Provided records:
----------------

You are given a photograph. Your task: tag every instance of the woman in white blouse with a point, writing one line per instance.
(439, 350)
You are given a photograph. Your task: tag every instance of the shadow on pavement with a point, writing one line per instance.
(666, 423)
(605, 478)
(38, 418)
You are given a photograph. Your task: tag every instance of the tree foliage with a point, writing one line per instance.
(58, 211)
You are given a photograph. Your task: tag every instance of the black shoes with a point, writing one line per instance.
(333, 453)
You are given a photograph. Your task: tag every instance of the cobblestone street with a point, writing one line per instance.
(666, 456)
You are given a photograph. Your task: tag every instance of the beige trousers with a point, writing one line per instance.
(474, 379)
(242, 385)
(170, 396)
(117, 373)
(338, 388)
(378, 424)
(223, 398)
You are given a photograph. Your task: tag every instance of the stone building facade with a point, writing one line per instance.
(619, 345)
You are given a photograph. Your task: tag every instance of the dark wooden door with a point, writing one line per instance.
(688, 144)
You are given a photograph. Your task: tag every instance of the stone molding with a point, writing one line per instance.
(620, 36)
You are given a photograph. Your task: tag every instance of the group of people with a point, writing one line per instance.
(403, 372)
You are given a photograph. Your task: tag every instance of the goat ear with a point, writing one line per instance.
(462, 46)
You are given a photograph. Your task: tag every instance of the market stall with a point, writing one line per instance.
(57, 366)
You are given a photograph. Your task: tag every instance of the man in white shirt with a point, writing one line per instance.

----------------

Task objective: Reproduce every line of the listing above word for word, keeping the original order.

Expected answer:
You are given a photograph. Your task: tag every instance of the woman in white blouse with a point, writing one line per instance.
(439, 350)
You are given a photograph. Your task: tag every instance of the shadow on pavement with a point, writing one line per instance.
(666, 423)
(605, 478)
(38, 418)
You are given a photograph. Your task: tag every instance of the tree foliage with a point, writing one line per instance.
(58, 211)
You are given a photograph. Your task: tag every instance of the black shoes with a point, writing one line per instance.
(333, 453)
You are given a photograph. Your task: tag every instance of the cobblestone street with a point, writing one line per instance.
(666, 456)
You are given a photograph. Your task: tag every instance of the beige trousers with a point, writing one line per instance.
(474, 379)
(242, 385)
(170, 396)
(117, 373)
(338, 388)
(378, 424)
(223, 398)
You are given a photograph. Your task: tag every instance of the stone building facade with a point, writing one line per instance.
(619, 345)
You are given a photograph. Your task: tag every instance of the dark wooden door with a point, writing one line per instance.
(688, 144)
You are given a photograph. Your task: tag every instance of the stone molding with a point, writing one line per instance.
(620, 36)
You are given a photograph. Your task: tag every instance of the group of people with a point, writing one line per instance.
(403, 372)
You are given a photograph. Your task: tag every instance of the goat ear with a point, writing one line per instance.
(462, 46)
You are given a photograph. Your task: tag every instance of the market stall with a point, writing one line per instance.
(57, 366)
You are given a photograph. Your task: tag every instance of the man in white shirt with a point, writing one line per instance.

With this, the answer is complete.